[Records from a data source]
---------------

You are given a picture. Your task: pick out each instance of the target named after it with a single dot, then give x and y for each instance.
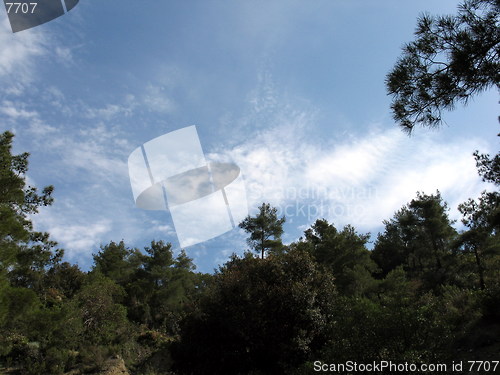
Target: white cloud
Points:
(360, 182)
(18, 51)
(14, 112)
(157, 100)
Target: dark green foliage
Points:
(419, 238)
(259, 316)
(451, 59)
(344, 254)
(265, 229)
(424, 294)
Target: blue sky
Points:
(291, 91)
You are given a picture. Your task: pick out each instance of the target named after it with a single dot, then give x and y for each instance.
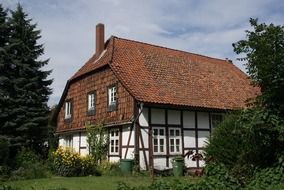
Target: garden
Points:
(246, 150)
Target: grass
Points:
(85, 183)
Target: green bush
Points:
(29, 166)
(160, 185)
(67, 162)
(109, 168)
(269, 177)
(245, 141)
(5, 187)
(4, 150)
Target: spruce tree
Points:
(28, 115)
(4, 84)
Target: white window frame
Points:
(213, 123)
(112, 95)
(114, 142)
(91, 101)
(175, 140)
(157, 137)
(69, 141)
(68, 110)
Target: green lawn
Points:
(85, 183)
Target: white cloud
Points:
(205, 27)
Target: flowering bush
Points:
(109, 168)
(67, 162)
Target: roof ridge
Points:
(164, 47)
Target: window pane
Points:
(155, 148)
(177, 148)
(155, 142)
(161, 141)
(177, 145)
(161, 145)
(172, 141)
(172, 148)
(172, 132)
(177, 132)
(177, 141)
(155, 132)
(161, 148)
(162, 132)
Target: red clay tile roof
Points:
(155, 74)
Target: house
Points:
(155, 102)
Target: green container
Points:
(126, 166)
(178, 166)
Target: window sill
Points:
(111, 108)
(68, 120)
(91, 112)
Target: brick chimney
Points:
(100, 38)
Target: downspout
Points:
(136, 137)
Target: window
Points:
(68, 110)
(114, 142)
(175, 140)
(216, 119)
(91, 103)
(159, 140)
(112, 98)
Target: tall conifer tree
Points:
(28, 95)
(4, 85)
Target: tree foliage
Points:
(264, 50)
(23, 82)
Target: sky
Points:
(206, 27)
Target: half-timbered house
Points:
(155, 102)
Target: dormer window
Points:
(91, 103)
(112, 100)
(68, 110)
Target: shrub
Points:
(109, 168)
(29, 166)
(5, 187)
(67, 162)
(268, 177)
(245, 141)
(97, 139)
(4, 150)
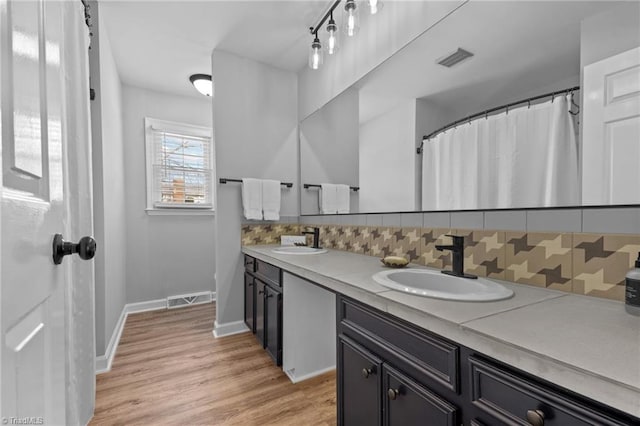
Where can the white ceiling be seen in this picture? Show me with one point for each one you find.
(520, 47)
(159, 44)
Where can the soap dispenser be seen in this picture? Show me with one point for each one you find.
(632, 290)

---------------

YOUR GOAL
Copy the data verbatim, skipping any image it holds.

THE COMPLETED TASK
You are given a picture. Your task: pick out each instance of the target named after it with a single dot, then give x and y for each instance.
Target: white cloud
Points:
(360, 182)
(18, 51)
(14, 112)
(157, 100)
Target: dark green foliage
Points:
(419, 238)
(259, 316)
(451, 59)
(344, 254)
(265, 229)
(424, 294)
Target: blue sky
Points:
(291, 91)
You are given a picture. Your task: pick out each instance of the target named after it with a single dot, then give x and y for each instance.
Target: garden
Points:
(246, 150)
Target: grass
Points:
(85, 183)
Target: green bush
Points:
(29, 166)
(160, 185)
(67, 162)
(109, 168)
(269, 177)
(245, 141)
(5, 187)
(4, 150)
Target: spruce tree
Points:
(28, 115)
(4, 84)
Target: white window frame
Points:
(213, 123)
(112, 95)
(114, 142)
(91, 101)
(175, 140)
(157, 137)
(69, 141)
(68, 110)
Target: green lawn
Points:
(85, 183)
Target: white cloud
Points:
(205, 27)
Target: flowering bush
Points:
(109, 168)
(67, 162)
Target: roof ridge
Points:
(164, 47)
Target: window pane
Points:
(155, 148)
(177, 148)
(155, 142)
(161, 141)
(177, 145)
(161, 145)
(172, 141)
(172, 148)
(172, 132)
(177, 132)
(177, 141)
(155, 132)
(161, 148)
(162, 132)
Target: red clay tile roof
Points:
(155, 74)
Target: house
Points:
(155, 102)
Target: green container
Points:
(126, 166)
(178, 166)
Target: window sill
Points:
(111, 108)
(68, 120)
(91, 112)
Target: brick chimney
Points:
(100, 38)
Target: downspout
Points:
(136, 137)
Target: window
Points:
(68, 110)
(114, 142)
(175, 140)
(216, 119)
(91, 103)
(159, 140)
(112, 98)
Target: tall conifer tree
Points:
(28, 95)
(4, 85)
Target: tree foliage
Points:
(264, 50)
(23, 82)
Target: sky
Points:
(206, 27)
Target: half-timbered house
Points:
(155, 102)
Target: dormer window
Points:
(91, 103)
(112, 100)
(68, 110)
Target: shrub
Points:
(109, 168)
(29, 166)
(5, 187)
(67, 162)
(268, 177)
(245, 141)
(97, 139)
(4, 150)
Where can the white ceiling be seen in this picture? Show me with one point for each one you find.
(520, 47)
(159, 44)
Where can the soap dispenser be seen in this picture? Show me with one point for each one you find.
(632, 290)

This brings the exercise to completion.